• MATERIAL PROVIDED
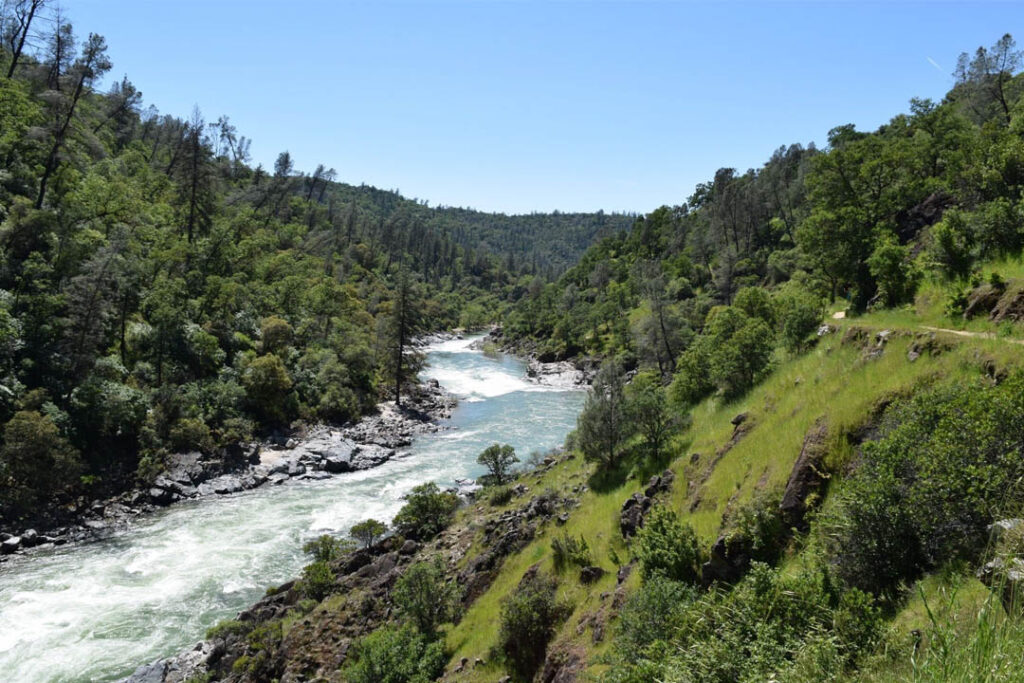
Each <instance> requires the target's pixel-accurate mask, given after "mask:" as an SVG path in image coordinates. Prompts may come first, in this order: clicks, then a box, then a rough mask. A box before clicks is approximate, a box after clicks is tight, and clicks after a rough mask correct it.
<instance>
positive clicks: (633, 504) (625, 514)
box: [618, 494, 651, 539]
---
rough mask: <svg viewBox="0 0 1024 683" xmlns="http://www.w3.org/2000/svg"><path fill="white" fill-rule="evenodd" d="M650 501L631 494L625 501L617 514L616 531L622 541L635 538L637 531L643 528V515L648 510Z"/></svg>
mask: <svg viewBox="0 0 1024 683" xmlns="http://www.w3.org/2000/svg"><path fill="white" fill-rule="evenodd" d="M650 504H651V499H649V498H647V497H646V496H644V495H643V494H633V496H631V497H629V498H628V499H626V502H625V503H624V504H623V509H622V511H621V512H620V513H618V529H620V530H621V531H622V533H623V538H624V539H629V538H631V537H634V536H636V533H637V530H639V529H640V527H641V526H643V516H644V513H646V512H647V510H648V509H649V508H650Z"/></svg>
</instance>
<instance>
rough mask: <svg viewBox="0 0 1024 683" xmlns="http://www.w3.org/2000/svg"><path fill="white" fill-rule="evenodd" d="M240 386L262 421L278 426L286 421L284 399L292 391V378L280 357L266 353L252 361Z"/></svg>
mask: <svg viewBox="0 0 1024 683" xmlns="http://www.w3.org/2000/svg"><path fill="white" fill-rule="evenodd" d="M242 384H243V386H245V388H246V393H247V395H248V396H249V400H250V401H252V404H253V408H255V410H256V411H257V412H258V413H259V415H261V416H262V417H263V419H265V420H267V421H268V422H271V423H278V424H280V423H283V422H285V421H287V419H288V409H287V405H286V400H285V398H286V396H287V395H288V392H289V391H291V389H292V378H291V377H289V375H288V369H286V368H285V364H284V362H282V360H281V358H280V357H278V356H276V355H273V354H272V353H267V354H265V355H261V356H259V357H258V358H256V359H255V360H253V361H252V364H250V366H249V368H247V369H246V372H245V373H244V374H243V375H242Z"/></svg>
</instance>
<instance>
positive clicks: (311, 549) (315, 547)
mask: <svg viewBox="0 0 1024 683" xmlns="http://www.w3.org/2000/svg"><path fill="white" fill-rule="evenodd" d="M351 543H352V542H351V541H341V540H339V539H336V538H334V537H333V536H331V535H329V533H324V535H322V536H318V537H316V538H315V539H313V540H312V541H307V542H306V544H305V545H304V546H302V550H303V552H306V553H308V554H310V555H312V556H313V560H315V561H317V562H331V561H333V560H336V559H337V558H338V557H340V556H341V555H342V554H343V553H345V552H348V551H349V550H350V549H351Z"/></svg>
---
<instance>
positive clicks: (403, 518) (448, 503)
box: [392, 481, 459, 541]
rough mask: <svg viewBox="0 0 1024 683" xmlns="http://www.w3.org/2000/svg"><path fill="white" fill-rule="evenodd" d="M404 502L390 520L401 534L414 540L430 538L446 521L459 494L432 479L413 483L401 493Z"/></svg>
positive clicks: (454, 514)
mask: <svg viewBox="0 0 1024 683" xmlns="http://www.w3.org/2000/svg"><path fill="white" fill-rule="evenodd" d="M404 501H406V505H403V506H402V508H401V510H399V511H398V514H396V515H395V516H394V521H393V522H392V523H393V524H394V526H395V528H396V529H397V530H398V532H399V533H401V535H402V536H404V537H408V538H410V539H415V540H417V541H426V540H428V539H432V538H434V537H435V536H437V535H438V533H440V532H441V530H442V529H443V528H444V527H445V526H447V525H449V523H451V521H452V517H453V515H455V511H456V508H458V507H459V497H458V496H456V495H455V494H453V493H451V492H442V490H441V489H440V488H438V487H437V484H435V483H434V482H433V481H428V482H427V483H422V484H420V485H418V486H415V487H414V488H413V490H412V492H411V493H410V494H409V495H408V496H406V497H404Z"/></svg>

• WHAT YOU WILL DO
Your answer should be the lines above from the one containing "Each <instance> requires" through the one containing "box: [618, 494, 651, 539]", copied exactly and with both ends kept.

• REPLY TO THE EXERCISE
Each <instance> requires the target's pixel-accurate mask, given after "mask:" as an SVG path in image coordinates. Prompts may come first, in this order: clicks, then a box, then a rough mask. A box before clicks is approximate, a box after clicks is tight, and clicks after a rough mask correct it.
<instance>
positive clicks: (633, 504) (625, 514)
box: [618, 494, 651, 539]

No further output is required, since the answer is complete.